=== Text shown ===
··········

1 – Why is it an important topic and what is permafrost degradation?
Thermal conditions of permafrost and active layer processes are robust indicators of the state of the permafrost system under climate change. Following changing climatic conditions, permafrost temperature and active layer have increased in European, Russian and American Arctic over the last 30 years. The alpine regions are not exception; European Alps, Altay Mountains and Tibetan Plateau are all characterized by permafrost degradation. The latest global assessments show that with a notable exception of Antarctic, permafrost degradation is happening at a global scale. For example, locations along the southern permafrost boundary in the European North of Russia and Quebec report more than 50 km retreat of permafrost southern boundary.
Permafrost soils hold the largest terrestrial pool of organic carbon. Progressive thaw may enable this carbon to enter the biochemical cycles, which may reinforce the arctic warming and affect the global climate system at decadal to centennial time scale. More immediate effects of permafrost degradation are associated with changes in ecosystems as permafrost thaw may affect the topography and hydrologic regime. Permafrost and active layer characteristics are also essential in designing, building and maintaining infrastructure in cold regions, which makes permafrost an important consideration in economic development. This is concerning in the context of resource development of the Arctic regions, especially in Russia. Mountain permafrost regions may also experience decrease in slope stability and changes in hydrology as a result of permafrost degradation. Whether you are a tourist on a ski lift in the Swiss Alps, a passenger on train in Tibetan Plateau, or a shift worker in the Arctic Alaska, permafrost is there with you.
2 – Could you please tell us what makes the permafrost system unique?
I would not call permafrost unique. Permafrost is rather common phenomenon, because the regions in which it occurs occupy about a quarter of the Northern Hemisphere’s land surface.
3 – How does the community collect data on permafrost?
The Global Terrestrial Network for Permafrost (GTN-P: gtnp.arcticportal.org) provides systematic long-term measurements of permafrost temperature and active layer thickness (ALT). GTN-P was created in 1999 within the framework of the Global Climate Observing System/Global Terrestrial Observing System (GCOS/GTOS) in support of the United Nations Framework Convention on Climate Change (UNFCCC) as a network of permafrost observatories to obtain a set of standardized temperature measurements in all permafrost regions of the planet to provide a baseline for temperature change assessments and data for validation of climatic models.
Presently, the two major components of GTN-P are: long-term monitoring of the thermal state of permafrost in an extensive borehole network, the Thermal State of Permafrost – TSP ( www.permafrostwatch.org); and monitoring of the Active-layer thickness and dynamics – ALT, primarily through the efforts of the Circumpolar Active Layer Monitoring (CALM) programme (www.gwu.edu/~calm). These components have been implemented through partial networks coordinated by the International Permafrost Association (IPA) since their establishment.
The data collected in the field are publicly available through the GTN-P data management system (DMS: gtnpdatabase.org) which allows automatic data submission, standardization, quality control, processing, and data access and provides opportunity to evaluate spatial and temporal variability of permafrost temperature and ALT at various cold regions. Presently 1350 TSP boreholes and 250 active layer sites are registered in the DMS.
Global map of permafrost monitoring boreholes showing permafrost temperature at zero annual amplitude depth in 2010-2015 as reported by 314 sites (a); Map of the sites monitoring active layer thickness with data from 2016 as reported by 71 sites (b). (Source: Global Terrestrial Network for Permafrost GTN-P).

··········

=== Tasks to carry out ===
A - In the permafrost text, how many TSP boreholes are registered in the GTN-P data management system?
B - Please write the next part of the permafrost text, picking up right after its final sentence.
The material has no connection to the permafrost text.

=== Record excerpts ===
··········

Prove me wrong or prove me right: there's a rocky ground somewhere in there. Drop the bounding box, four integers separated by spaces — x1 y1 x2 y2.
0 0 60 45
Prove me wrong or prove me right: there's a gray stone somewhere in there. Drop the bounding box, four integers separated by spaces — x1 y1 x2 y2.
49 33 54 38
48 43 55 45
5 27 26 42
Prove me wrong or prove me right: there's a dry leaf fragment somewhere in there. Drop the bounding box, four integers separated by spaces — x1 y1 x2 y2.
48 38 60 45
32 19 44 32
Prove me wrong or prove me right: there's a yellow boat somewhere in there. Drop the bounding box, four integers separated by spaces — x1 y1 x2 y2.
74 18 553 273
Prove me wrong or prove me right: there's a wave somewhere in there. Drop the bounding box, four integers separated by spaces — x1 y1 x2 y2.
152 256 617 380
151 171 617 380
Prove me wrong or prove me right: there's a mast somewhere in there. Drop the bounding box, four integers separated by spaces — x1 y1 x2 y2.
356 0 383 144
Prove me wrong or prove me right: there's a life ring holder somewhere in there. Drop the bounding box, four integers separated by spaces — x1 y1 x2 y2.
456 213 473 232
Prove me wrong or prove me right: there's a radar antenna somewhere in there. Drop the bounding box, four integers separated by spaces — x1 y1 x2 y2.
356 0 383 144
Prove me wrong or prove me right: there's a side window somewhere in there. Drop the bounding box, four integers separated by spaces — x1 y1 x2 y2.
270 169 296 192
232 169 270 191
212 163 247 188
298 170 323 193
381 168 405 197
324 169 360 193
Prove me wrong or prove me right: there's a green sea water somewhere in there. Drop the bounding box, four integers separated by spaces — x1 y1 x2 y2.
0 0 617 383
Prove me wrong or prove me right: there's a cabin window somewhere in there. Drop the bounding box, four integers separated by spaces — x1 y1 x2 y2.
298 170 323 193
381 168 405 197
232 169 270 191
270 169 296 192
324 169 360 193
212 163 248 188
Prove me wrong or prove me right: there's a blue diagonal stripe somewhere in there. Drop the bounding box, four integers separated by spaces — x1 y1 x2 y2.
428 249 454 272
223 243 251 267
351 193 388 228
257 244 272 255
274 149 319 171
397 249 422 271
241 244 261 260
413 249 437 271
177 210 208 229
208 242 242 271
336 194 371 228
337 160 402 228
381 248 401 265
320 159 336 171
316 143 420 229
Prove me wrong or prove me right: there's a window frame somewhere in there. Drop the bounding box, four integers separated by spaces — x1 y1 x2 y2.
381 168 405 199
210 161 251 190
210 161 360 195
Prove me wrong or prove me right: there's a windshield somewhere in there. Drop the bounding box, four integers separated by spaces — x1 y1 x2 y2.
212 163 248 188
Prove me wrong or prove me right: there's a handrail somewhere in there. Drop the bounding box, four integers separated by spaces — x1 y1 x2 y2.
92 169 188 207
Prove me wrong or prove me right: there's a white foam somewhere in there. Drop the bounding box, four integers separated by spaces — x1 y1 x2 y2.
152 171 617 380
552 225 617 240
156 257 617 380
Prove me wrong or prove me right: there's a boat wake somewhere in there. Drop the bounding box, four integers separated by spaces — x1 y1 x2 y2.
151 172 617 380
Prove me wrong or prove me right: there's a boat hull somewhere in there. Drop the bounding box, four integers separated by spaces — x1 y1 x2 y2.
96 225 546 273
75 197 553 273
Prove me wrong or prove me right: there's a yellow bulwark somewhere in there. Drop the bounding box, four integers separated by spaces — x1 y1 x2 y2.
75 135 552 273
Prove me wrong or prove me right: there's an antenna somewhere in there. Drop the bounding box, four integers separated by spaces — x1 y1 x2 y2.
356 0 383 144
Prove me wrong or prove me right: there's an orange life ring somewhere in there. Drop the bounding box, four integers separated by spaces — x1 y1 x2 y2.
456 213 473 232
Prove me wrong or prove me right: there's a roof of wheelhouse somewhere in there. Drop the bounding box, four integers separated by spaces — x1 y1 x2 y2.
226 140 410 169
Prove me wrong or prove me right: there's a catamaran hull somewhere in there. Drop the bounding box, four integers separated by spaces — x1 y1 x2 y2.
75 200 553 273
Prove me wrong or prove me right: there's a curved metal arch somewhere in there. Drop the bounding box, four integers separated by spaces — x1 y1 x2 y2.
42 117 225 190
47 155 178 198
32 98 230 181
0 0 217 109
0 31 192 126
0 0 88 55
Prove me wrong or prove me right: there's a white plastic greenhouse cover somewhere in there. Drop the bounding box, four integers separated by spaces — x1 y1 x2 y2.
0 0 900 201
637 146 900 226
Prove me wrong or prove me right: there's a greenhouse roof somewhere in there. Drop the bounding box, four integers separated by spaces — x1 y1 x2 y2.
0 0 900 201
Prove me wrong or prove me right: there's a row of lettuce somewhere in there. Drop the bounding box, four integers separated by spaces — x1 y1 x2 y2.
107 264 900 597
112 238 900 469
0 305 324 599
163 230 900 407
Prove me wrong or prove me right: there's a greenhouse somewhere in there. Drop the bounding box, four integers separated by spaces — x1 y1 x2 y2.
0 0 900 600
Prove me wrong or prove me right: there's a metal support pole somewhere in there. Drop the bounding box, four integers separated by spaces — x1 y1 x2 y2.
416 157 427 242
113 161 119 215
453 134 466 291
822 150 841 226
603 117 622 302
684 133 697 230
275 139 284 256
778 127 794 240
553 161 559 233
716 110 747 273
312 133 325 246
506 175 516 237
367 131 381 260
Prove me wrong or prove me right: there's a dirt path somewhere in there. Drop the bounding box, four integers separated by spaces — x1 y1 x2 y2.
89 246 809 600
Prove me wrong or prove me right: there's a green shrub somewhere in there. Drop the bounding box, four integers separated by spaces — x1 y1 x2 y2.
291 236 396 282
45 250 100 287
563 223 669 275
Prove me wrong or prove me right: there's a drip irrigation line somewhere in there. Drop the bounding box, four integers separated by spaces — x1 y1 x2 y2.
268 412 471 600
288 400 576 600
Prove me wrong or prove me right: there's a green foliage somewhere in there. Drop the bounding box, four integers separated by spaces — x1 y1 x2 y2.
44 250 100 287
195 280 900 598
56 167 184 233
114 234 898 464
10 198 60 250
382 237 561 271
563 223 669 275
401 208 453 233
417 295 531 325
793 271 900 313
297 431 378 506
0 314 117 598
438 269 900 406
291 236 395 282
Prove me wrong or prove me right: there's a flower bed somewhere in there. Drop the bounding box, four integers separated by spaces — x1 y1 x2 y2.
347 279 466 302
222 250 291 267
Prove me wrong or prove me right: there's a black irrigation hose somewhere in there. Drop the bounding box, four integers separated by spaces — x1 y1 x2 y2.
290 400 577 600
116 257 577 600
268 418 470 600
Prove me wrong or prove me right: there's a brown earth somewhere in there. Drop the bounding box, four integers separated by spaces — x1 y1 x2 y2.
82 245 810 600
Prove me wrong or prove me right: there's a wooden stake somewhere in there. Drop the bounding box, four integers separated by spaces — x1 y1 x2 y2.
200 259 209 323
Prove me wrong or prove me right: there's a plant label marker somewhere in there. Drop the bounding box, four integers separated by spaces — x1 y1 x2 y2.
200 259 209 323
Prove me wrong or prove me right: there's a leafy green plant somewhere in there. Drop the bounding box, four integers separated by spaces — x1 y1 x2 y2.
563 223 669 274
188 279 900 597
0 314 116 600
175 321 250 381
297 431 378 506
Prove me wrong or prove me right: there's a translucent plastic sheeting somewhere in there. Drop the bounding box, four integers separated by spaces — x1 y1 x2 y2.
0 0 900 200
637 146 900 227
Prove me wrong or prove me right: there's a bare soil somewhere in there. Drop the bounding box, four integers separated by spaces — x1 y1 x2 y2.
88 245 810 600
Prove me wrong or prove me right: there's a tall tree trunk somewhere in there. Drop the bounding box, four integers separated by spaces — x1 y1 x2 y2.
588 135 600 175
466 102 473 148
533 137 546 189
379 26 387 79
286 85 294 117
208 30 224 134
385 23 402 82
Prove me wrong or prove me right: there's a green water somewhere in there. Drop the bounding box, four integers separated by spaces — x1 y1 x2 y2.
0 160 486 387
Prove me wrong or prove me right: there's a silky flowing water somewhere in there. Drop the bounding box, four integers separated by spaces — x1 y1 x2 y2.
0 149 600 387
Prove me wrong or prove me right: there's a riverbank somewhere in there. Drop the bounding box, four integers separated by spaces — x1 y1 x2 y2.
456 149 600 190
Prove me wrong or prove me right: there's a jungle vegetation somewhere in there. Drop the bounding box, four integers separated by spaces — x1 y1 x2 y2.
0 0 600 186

··········

=== Set of answers ===
A - 1350 TSP boreholes are registered.

B -
Location of the active layer monitoring sites contributing data to GTN-P. Active layer thickness is shown for 2015
4 – Could you summarize the main environmental factors that play a significant role on permafrost health?
Permafrost is a temperature dependent condition, so using thermometer to measure permafrost health makes a perfect sense. Permafrost temperature within the first few meters is affected by seasonal variations and is largely determined by climatic conditions of a given year, but deeper permafrost may reflect climatic conditions of hundreds and thousands of years. Permafrost scientists usually refer to the mean annual permafrost temperature at zero amplitude depth (the depth at which the effects of seasonal variability are negligible) to evaluate the “health” of the permafrost. This makes permafrost temperature a much better indicator of climate change than air temperature.
Increasing permafrost temperature usually suggestive of deteriorating health of the permafrost system. Following changing climatic conditions, permafrost temperature increase is a relatively fast process (should we call it permafrost fever?), but when temperature approaches the melting point, it may take substantial time to thaw completely, effectively putting permafrost in a prolonged coma state.
Besides permafrost temperature we want to know how deep is the active layer, and while it can be measured in various ways, the most common is related to changes in mechanical strength. Permafrost scientists use probe (graduated metal rod) which they insert into the soil till the point of resistance to infer the permafrost table. Things get more complicated in alpine terrain where mechanical probing method is not possible. In this case data from temperature boreholes are used to interpolate the deepest depth of penetration of zero degree isotherm interpreted as the maximum thaw. The third commonly used method is using thaw tubes. A rigid outer tube is anchored in permafrost, and serves as a vertically stable reference; an inner, flexible tube is filled with water or sand containing dye. The approximate position of the thawed active layer is indicated by the presence of ice in the tube, or by the boundary of the colourless sand that corresponds to the adjacent frozen soil.
The progressive increase in permafrost temperature and active layer thickness are indicative of permafrost degradation. While these characteristics are largely depend on the atmospheric temperature of particular year, changes in above-ground conditions, such as snow and vegetation may significantly affect permafrost system. Particularly changes in snow accumulation may have an effect the permafrost health. Snow is a very effective thermal insulator. Just like a blanket, it does not allow cold to penetrate to the ground. The projected increases in air temperature are generally associated with increases precipitation, which is primarily comes as a snow, so no god news for permafrost here. The active layer is probably in a better shape as it is mostly determined by the summer temperature conditions, which are expected to change, but not as drastically as conditions of cold season. Active layer thickness will increase following increases in summer temperatures, but increasing vegetation biomass (“greening”) may partially offset this trend.
5 – What are the consequences of permafrost degradation in the short, medium and long-term
Permafrost changes due to climate are exacerbated in areas of human and industrial activities as these are commonly associated with removal of organic and vegetation layers, snow redistribution and waterlogging. These human–induced changes making permafrost more vulnerable to rapidly warming climate and may result in the accelerated rates of permafrost degradation. Melting of ground ice negatively impacts sparse transportation network and decreases accessibility of remote northern or alpine communities. Increasing permafrost temperature results in decrease of ability of foundations on permafrost to support buildings and structures. The increasing number of buildings with structural deformations limits housing market stock and increases already high cost of living of communities on permafrost.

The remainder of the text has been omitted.